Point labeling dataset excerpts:
>>>>

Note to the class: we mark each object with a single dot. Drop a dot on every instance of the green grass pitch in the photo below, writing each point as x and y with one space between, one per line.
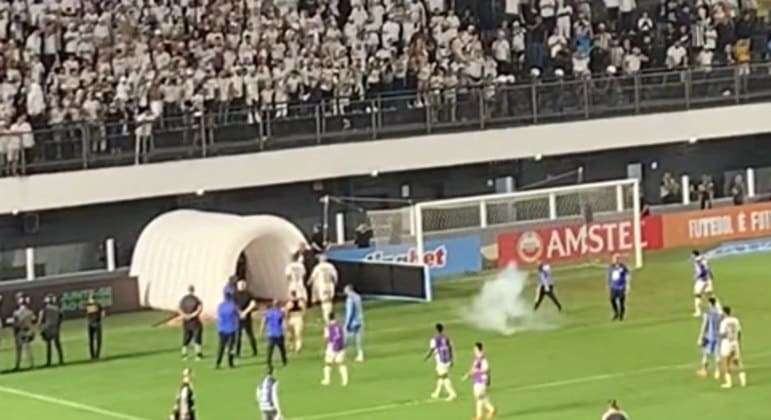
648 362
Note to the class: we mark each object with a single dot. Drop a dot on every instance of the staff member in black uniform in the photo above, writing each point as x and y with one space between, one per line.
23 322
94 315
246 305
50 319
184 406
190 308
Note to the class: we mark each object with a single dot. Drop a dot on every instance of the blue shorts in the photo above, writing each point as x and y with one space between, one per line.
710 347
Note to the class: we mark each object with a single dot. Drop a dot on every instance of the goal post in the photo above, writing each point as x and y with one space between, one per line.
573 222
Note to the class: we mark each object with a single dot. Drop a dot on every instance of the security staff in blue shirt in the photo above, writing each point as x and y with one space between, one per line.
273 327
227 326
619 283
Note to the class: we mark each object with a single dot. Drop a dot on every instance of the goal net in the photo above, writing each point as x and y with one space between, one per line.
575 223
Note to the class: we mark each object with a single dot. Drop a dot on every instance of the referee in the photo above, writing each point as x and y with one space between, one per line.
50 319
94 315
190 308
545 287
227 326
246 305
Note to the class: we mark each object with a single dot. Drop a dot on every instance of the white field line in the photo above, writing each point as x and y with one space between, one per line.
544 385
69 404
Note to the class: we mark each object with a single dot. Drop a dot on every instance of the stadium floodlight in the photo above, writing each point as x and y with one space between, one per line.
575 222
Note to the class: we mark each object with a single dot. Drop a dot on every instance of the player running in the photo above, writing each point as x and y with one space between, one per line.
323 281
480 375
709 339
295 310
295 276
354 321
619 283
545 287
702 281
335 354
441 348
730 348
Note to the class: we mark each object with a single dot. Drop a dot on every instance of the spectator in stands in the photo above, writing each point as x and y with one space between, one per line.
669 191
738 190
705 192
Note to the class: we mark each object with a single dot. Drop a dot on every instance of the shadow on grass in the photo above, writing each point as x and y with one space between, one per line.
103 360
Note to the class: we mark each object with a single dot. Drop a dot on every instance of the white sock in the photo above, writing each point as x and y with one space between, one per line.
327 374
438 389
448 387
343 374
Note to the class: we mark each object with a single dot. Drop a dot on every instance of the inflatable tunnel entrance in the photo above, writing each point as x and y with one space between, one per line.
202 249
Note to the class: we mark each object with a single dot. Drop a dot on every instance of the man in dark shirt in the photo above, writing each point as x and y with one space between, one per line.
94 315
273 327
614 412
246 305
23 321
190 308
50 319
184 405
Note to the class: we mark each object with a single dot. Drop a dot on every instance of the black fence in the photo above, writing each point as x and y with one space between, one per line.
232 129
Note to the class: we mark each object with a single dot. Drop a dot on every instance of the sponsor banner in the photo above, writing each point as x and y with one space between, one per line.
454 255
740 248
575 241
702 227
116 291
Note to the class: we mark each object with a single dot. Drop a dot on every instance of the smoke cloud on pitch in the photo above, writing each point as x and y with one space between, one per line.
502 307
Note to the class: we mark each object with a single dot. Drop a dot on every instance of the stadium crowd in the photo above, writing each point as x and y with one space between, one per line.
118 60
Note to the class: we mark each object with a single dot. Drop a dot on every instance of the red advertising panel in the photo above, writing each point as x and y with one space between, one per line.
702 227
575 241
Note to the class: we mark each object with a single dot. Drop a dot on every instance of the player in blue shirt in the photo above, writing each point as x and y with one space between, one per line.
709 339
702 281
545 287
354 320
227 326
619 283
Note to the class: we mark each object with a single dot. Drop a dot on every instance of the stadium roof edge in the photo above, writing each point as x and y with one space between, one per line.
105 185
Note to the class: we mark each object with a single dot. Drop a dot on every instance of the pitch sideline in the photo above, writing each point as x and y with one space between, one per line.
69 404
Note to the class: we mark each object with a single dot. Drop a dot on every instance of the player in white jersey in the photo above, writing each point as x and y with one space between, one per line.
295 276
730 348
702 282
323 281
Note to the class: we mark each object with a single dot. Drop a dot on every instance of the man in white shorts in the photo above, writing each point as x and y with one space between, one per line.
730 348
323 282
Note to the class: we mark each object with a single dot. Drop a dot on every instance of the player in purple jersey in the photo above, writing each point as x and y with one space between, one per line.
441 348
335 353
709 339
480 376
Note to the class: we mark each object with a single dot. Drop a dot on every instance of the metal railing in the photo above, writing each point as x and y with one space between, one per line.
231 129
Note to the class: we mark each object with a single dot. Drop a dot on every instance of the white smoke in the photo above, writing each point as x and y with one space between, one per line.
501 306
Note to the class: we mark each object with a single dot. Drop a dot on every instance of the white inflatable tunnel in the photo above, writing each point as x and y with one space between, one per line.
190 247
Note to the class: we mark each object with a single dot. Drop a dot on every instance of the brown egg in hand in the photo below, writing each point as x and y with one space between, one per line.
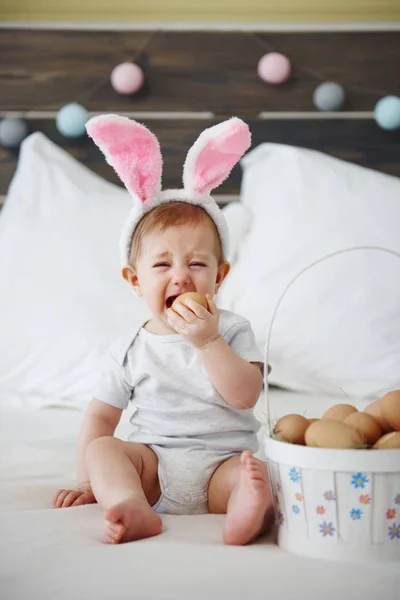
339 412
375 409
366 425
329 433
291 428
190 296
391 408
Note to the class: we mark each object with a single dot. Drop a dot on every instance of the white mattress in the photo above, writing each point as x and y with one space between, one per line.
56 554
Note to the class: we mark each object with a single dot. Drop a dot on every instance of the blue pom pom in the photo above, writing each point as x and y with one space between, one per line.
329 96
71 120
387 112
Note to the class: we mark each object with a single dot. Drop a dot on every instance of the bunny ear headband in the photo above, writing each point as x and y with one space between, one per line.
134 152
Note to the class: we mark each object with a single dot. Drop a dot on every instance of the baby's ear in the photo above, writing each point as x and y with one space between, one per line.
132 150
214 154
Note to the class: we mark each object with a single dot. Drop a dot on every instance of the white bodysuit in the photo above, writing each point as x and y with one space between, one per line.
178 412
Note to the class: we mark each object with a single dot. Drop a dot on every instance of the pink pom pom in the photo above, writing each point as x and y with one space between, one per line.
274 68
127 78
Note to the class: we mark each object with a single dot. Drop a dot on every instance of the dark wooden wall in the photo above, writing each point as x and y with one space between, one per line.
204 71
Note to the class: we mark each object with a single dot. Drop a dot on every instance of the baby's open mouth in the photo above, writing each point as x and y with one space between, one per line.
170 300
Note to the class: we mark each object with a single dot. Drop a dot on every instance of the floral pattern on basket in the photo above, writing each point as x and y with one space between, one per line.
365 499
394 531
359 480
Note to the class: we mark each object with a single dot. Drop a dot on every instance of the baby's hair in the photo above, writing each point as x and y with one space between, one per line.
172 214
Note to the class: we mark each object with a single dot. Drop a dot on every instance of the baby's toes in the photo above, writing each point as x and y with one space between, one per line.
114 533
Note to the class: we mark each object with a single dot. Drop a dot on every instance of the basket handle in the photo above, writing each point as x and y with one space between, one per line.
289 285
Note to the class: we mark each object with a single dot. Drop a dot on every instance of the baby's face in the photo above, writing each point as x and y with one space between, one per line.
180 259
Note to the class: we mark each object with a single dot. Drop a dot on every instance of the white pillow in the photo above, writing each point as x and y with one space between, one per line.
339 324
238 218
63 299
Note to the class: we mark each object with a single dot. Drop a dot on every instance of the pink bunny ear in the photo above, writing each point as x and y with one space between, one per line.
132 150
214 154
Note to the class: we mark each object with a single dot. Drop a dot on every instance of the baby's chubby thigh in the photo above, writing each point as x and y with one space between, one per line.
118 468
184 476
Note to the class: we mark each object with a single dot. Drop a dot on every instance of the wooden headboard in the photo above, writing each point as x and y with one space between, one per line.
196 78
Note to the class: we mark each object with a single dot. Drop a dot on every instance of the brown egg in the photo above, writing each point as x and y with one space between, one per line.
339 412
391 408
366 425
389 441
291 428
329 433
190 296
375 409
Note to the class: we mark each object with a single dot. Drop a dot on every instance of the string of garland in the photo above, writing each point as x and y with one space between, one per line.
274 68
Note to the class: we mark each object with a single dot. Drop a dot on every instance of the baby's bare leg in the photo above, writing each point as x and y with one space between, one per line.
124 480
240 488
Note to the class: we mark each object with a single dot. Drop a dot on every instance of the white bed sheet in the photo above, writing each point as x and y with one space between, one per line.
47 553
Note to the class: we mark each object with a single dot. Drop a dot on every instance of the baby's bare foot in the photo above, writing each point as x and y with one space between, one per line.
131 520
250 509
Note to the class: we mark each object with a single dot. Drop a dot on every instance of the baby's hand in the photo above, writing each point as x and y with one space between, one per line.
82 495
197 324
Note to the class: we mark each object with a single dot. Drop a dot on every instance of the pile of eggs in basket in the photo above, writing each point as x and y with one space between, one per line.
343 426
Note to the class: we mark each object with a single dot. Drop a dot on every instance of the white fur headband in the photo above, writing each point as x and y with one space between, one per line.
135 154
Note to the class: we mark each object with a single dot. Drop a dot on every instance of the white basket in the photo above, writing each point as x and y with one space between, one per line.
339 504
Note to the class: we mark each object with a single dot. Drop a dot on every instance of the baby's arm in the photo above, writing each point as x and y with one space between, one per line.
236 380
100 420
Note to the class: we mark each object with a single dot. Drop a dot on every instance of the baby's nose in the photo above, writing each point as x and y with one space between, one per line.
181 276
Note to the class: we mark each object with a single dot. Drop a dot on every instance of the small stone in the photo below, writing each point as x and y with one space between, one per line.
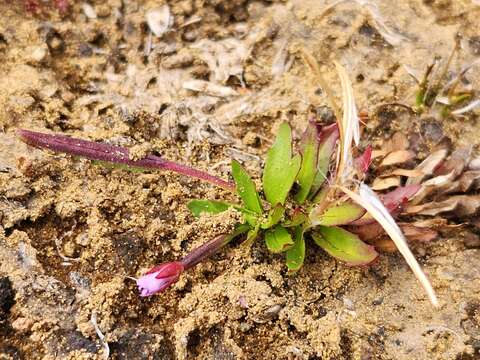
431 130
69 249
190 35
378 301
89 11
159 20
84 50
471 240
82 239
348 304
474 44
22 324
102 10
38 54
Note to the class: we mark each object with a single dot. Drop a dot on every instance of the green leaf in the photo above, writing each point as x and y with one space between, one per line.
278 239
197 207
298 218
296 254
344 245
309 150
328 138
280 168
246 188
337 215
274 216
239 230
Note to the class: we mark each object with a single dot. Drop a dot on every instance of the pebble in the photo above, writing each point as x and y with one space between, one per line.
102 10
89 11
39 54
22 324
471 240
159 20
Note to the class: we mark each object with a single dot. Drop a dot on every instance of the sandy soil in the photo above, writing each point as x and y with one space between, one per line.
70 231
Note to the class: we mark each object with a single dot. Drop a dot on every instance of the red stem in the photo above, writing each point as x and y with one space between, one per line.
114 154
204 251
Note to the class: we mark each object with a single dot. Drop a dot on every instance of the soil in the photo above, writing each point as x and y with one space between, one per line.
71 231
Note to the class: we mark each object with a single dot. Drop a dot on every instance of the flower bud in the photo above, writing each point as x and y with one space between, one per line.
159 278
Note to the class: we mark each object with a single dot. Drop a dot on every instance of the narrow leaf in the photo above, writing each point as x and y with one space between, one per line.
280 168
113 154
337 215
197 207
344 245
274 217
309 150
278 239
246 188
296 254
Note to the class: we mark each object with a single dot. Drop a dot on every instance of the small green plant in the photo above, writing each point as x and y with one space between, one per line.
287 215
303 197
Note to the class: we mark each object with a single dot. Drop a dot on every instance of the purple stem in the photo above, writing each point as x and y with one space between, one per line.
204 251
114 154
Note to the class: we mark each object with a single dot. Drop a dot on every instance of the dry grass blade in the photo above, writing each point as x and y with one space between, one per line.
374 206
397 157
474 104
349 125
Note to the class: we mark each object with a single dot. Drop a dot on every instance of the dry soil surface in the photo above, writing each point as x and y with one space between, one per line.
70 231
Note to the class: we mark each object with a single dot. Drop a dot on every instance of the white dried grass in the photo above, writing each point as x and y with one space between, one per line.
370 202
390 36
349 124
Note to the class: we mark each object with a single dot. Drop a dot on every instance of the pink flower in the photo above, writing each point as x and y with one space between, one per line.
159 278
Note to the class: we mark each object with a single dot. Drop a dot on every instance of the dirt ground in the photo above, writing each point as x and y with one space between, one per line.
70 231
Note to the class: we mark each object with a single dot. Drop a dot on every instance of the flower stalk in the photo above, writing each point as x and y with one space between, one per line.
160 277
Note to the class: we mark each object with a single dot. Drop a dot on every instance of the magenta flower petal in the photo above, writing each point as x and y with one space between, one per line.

<<<<

◆ **YOUR INSTRUCTIONS**
Your task is to return, exactly and on their own, the lines from the one containing "of the dirt" through the last line of the listing.

◆ **SOLUTION TO THE EXERCISE**
Note to the class: we mark each object with a single dot. Drop a dot on every instance of the dirt ground in the photo above, writing each point as x and y with one space between, one per line.
70 231
Note to the class: we mark each object with a single dot. Drop a dot on every instance of the flower stalk in the photo above, writing each point as x and y with one space between, one per line.
160 277
Note to the class: we mark each object with a single dot. Drop a dot on every instance of the magenta flower petal in the photo above, writing each point as x and y with one space between, one per line.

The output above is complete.